Stored data entries:
*** Block opens ***

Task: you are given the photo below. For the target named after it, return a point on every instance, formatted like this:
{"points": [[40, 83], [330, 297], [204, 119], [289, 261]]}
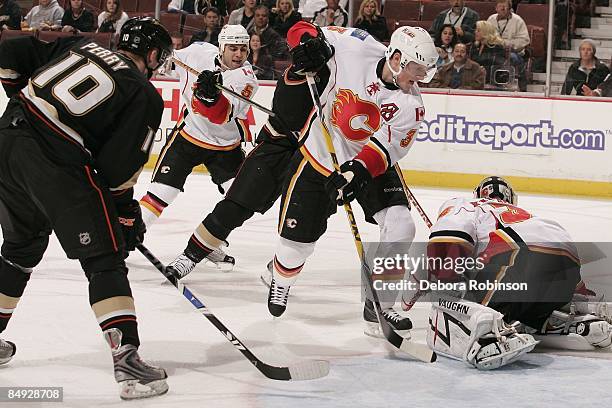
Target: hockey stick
{"points": [[226, 89], [418, 351], [305, 370], [411, 197]]}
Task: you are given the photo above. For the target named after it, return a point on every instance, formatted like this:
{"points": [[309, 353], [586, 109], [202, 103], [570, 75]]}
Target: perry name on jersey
{"points": [[198, 129], [491, 226], [362, 114]]}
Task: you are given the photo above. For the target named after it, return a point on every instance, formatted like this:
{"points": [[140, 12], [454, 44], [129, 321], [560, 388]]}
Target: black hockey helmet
{"points": [[140, 34], [496, 187]]}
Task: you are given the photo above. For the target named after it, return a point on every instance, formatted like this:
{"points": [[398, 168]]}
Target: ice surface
{"points": [[59, 343]]}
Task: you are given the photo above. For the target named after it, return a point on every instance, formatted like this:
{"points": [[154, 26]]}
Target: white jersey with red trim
{"points": [[361, 113], [198, 129], [492, 226]]}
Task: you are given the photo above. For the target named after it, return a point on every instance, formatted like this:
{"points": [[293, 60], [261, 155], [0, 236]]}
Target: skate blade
{"points": [[132, 389]]}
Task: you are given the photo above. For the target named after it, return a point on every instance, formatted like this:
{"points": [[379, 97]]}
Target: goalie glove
{"points": [[344, 186], [206, 89]]}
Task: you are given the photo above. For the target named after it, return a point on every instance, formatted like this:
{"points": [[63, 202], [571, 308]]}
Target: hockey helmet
{"points": [[496, 187], [233, 34], [140, 34], [414, 44]]}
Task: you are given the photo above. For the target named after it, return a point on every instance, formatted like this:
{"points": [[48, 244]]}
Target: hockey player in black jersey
{"points": [[74, 137]]}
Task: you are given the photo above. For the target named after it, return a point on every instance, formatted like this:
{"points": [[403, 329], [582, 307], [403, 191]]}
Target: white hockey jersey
{"points": [[361, 113], [491, 226], [197, 128]]}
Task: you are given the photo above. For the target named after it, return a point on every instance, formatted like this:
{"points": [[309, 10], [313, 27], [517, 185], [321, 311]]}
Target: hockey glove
{"points": [[132, 226], [311, 54], [344, 186], [205, 88]]}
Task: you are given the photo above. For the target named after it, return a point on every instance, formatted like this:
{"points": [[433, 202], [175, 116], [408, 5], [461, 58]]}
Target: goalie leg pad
{"points": [[474, 333]]}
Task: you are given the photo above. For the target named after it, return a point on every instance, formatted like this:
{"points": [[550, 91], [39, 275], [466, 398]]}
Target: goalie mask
{"points": [[414, 44], [496, 187]]}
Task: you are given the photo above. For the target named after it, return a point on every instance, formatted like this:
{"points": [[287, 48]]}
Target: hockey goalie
{"points": [[520, 291]]}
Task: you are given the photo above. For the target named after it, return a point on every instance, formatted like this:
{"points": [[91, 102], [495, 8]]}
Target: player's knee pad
{"points": [[225, 217], [396, 224], [293, 254], [26, 254], [14, 278], [474, 333]]}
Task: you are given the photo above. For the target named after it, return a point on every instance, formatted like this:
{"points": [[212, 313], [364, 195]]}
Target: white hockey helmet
{"points": [[233, 34], [496, 187], [414, 44]]}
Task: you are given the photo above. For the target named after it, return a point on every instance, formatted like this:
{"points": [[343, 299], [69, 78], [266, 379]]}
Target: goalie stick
{"points": [[305, 370], [418, 351]]}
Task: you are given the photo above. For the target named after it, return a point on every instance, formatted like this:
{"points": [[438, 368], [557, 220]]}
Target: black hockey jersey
{"points": [[87, 104]]}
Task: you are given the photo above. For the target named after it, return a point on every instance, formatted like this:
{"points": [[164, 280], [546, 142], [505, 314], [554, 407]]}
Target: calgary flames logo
{"points": [[356, 118]]}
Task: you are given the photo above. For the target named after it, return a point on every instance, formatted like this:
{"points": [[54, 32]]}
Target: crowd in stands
{"points": [[491, 51]]}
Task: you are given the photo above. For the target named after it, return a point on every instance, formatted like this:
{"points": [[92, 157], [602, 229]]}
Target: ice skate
{"points": [[7, 351], [221, 260], [575, 332], [266, 276], [277, 298], [397, 322], [136, 378]]}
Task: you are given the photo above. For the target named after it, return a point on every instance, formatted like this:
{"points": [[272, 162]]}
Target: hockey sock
{"points": [[226, 217], [13, 280], [158, 197], [110, 296], [201, 244]]}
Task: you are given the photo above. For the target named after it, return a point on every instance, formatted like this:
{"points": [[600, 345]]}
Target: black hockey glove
{"points": [[205, 88], [344, 186], [311, 54], [132, 226]]}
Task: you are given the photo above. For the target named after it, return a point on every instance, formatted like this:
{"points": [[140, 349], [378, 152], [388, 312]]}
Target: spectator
{"points": [[10, 15], [462, 73], [46, 16], [181, 6], [201, 6], [77, 18], [332, 15], [270, 39], [462, 18], [445, 40], [587, 72], [284, 16], [513, 30], [112, 18], [244, 15], [211, 30], [370, 20], [260, 58], [488, 48]]}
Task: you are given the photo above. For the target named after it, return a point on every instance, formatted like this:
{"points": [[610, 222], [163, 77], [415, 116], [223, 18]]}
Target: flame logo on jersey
{"points": [[349, 109]]}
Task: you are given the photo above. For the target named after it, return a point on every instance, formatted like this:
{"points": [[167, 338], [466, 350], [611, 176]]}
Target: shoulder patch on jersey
{"points": [[359, 33]]}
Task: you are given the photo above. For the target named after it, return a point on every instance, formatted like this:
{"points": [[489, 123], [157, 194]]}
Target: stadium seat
{"points": [[193, 23], [172, 21], [147, 6], [534, 14], [483, 8], [129, 5], [403, 9], [432, 8], [6, 34]]}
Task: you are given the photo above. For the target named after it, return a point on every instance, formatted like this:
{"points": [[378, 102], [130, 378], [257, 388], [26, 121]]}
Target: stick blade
{"points": [[421, 352], [309, 370]]}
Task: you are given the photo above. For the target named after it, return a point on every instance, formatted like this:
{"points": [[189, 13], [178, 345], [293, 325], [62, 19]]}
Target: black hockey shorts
{"points": [[306, 206], [261, 177], [550, 279], [179, 156], [38, 195]]}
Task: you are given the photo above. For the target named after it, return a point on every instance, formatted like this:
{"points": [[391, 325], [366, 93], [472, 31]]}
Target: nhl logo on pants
{"points": [[84, 238]]}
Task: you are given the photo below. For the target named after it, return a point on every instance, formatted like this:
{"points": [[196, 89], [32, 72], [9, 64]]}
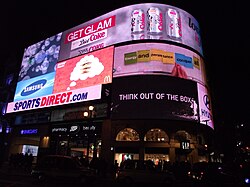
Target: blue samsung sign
{"points": [[29, 131]]}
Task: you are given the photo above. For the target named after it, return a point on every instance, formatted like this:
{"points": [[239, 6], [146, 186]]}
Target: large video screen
{"points": [[136, 22], [205, 106], [75, 80], [37, 72], [154, 97], [158, 58], [85, 70]]}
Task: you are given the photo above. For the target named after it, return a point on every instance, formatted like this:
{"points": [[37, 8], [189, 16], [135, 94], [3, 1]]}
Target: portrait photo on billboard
{"points": [[205, 106], [154, 97], [35, 87], [40, 58], [84, 71], [150, 21], [158, 58]]}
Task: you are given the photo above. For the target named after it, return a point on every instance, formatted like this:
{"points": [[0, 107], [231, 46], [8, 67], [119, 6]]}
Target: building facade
{"points": [[142, 70]]}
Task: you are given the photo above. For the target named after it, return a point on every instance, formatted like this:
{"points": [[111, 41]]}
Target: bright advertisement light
{"points": [[83, 71], [40, 58], [205, 106], [158, 58], [30, 149], [136, 22], [35, 87], [154, 97], [74, 96]]}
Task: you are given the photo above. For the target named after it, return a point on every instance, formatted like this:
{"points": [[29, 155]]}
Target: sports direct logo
{"points": [[34, 87], [79, 95]]}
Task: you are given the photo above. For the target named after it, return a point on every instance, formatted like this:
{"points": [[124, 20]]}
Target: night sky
{"points": [[223, 31]]}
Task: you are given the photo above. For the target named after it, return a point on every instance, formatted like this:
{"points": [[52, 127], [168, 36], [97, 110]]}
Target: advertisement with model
{"points": [[205, 106], [154, 97], [136, 22], [158, 59]]}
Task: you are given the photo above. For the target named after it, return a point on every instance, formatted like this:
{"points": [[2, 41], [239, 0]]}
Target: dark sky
{"points": [[223, 31]]}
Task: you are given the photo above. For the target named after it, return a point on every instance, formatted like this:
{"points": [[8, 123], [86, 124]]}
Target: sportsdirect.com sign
{"points": [[74, 96]]}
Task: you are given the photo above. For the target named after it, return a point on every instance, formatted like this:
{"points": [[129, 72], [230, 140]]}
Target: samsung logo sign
{"points": [[34, 87], [29, 131]]}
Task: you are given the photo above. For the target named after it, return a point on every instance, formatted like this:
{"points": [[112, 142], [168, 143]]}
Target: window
{"points": [[156, 135]]}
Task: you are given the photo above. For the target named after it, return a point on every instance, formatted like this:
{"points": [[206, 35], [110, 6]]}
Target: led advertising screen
{"points": [[36, 76], [76, 80], [205, 106], [136, 22], [85, 70], [154, 97], [30, 150], [158, 58], [62, 98]]}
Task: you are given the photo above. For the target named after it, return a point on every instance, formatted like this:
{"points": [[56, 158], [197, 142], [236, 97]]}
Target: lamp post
{"points": [[89, 116]]}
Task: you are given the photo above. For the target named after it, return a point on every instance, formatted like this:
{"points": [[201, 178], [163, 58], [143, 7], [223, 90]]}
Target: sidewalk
{"points": [[6, 169]]}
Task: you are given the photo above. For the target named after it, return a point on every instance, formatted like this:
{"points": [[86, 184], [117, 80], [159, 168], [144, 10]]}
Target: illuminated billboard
{"points": [[37, 72], [154, 97], [62, 98], [158, 58], [85, 70], [136, 22], [40, 58], [205, 106]]}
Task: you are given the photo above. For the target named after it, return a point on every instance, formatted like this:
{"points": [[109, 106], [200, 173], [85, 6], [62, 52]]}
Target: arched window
{"points": [[127, 134], [156, 135], [182, 136]]}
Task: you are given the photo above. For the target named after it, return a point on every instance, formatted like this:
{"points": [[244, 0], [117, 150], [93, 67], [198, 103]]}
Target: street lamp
{"points": [[88, 115]]}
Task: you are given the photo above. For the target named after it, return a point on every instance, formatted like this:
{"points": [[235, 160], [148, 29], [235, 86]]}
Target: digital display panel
{"points": [[154, 97], [85, 70], [62, 98], [30, 150], [37, 72], [136, 22], [205, 106], [40, 58], [158, 58], [35, 87]]}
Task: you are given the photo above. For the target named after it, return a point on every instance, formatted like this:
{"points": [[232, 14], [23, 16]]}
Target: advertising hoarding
{"points": [[85, 70], [62, 98], [158, 58], [136, 22], [205, 106], [37, 72], [154, 97], [35, 87], [83, 75], [40, 58]]}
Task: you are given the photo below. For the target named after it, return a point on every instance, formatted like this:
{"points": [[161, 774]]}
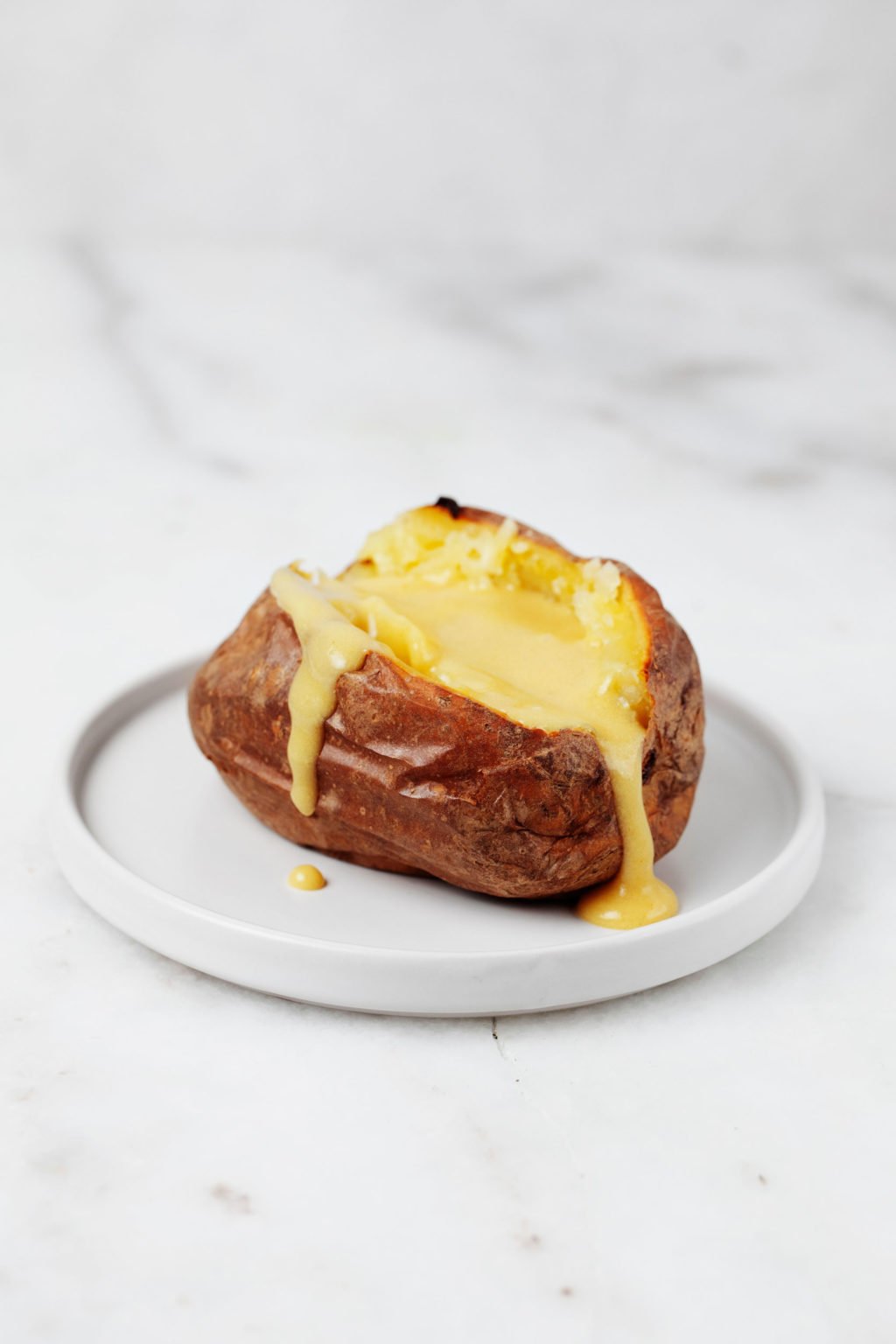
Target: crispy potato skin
{"points": [[416, 779]]}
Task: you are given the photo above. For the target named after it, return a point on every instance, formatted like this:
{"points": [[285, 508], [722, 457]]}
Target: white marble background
{"points": [[270, 275]]}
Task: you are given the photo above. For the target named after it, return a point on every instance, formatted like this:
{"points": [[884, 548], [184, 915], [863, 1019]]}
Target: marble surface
{"points": [[554, 125], [712, 1160]]}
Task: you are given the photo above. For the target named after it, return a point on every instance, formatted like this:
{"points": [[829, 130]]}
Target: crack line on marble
{"points": [[116, 306], [534, 1105]]}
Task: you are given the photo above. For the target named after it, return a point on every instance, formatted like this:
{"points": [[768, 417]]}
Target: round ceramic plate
{"points": [[150, 836]]}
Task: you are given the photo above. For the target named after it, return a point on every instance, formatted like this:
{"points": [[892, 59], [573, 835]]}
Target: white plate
{"points": [[150, 836]]}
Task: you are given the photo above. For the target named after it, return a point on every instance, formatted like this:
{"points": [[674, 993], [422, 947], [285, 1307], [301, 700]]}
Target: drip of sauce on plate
{"points": [[306, 878]]}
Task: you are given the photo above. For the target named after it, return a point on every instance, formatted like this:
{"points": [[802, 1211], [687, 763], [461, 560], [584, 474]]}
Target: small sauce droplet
{"points": [[626, 905], [306, 878]]}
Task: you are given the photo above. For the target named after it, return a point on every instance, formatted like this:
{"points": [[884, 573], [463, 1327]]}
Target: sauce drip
{"points": [[306, 878]]}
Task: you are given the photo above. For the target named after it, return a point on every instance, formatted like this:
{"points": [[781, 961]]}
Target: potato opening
{"points": [[550, 641], [547, 640]]}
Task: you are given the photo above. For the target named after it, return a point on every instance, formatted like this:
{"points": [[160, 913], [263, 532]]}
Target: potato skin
{"points": [[416, 779]]}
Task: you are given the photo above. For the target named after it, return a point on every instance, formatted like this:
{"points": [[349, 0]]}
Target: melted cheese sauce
{"points": [[519, 651], [306, 878]]}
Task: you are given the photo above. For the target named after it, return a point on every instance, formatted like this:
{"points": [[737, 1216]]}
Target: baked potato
{"points": [[416, 767]]}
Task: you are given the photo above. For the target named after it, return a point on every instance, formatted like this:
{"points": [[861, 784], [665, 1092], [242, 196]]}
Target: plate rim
{"points": [[70, 834]]}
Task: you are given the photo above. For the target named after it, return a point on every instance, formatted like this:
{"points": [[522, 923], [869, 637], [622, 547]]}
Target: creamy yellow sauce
{"points": [[564, 654], [306, 878]]}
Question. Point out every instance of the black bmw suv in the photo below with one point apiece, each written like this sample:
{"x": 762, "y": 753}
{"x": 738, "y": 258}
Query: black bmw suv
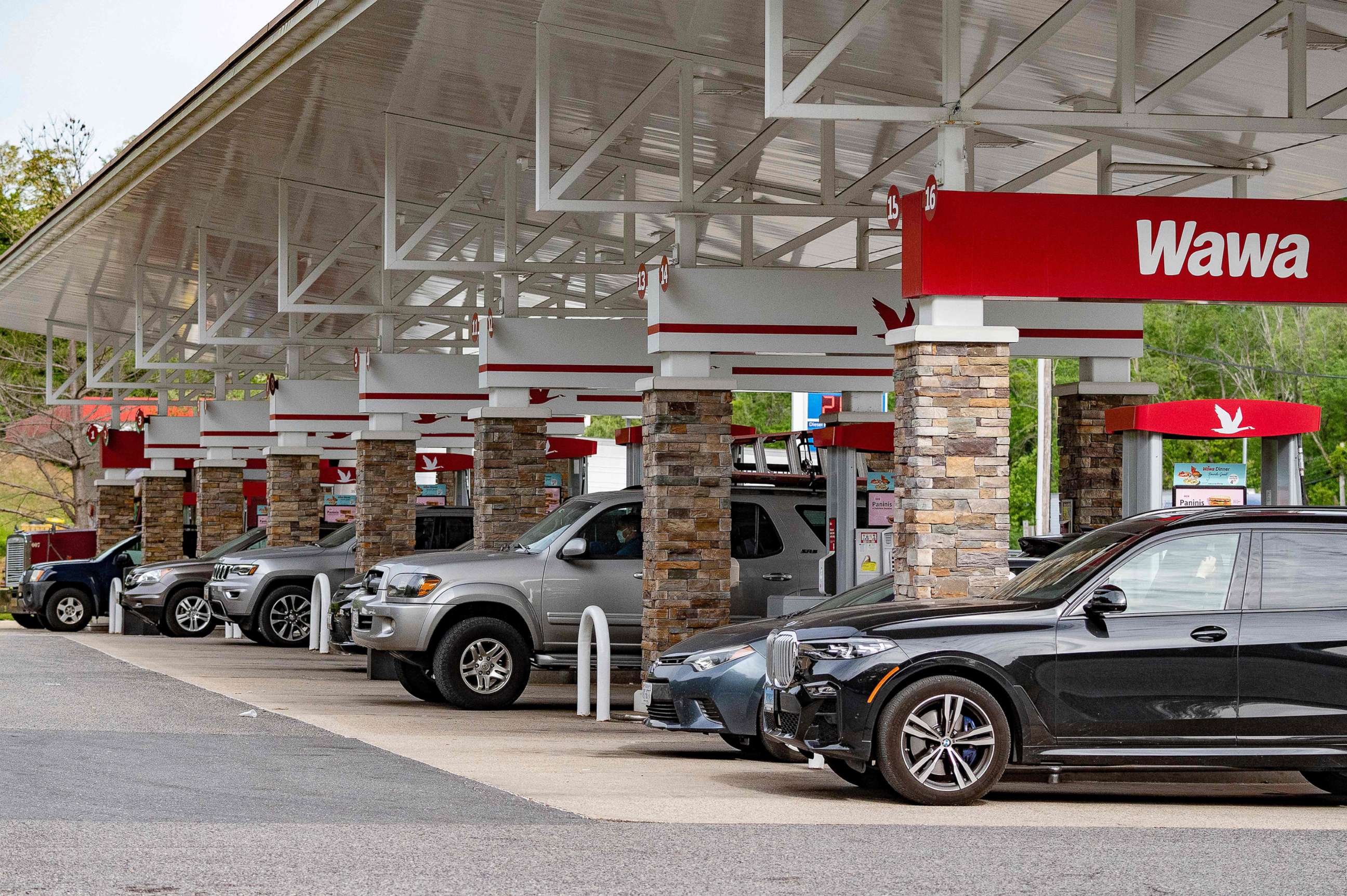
{"x": 1205, "y": 638}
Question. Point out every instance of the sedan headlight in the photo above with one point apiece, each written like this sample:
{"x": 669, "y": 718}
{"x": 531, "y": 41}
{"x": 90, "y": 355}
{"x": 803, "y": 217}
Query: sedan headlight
{"x": 845, "y": 648}
{"x": 411, "y": 587}
{"x": 713, "y": 658}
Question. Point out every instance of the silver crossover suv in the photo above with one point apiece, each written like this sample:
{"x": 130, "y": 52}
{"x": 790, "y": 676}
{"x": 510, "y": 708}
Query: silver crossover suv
{"x": 267, "y": 591}
{"x": 467, "y": 627}
{"x": 171, "y": 595}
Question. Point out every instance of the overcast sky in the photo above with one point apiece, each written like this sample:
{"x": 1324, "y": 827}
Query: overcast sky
{"x": 115, "y": 64}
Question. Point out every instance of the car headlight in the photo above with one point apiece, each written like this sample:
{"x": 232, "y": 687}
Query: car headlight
{"x": 147, "y": 578}
{"x": 713, "y": 658}
{"x": 845, "y": 648}
{"x": 411, "y": 587}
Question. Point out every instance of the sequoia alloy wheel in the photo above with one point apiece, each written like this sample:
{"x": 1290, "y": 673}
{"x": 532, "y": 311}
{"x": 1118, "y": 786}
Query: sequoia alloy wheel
{"x": 485, "y": 665}
{"x": 283, "y": 617}
{"x": 481, "y": 664}
{"x": 188, "y": 615}
{"x": 943, "y": 742}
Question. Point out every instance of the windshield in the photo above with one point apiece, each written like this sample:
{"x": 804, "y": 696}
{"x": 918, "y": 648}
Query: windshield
{"x": 872, "y": 592}
{"x": 1062, "y": 572}
{"x": 242, "y": 543}
{"x": 340, "y": 537}
{"x": 550, "y": 528}
{"x": 131, "y": 544}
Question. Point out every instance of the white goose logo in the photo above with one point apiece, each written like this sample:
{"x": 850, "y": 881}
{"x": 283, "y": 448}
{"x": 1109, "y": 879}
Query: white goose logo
{"x": 1230, "y": 425}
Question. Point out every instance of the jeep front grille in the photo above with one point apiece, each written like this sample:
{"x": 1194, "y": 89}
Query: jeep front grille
{"x": 783, "y": 653}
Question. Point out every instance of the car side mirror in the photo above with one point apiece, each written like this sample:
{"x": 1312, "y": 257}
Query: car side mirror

*** Block closes ***

TASK GOAL:
The word "mirror" appears in some lines above. Return every one of those lines.

FINISHED TASK:
Question. Point out every instance of the car side mirror in the photo above with one point apiece, each written like this sample:
Query: car side mirror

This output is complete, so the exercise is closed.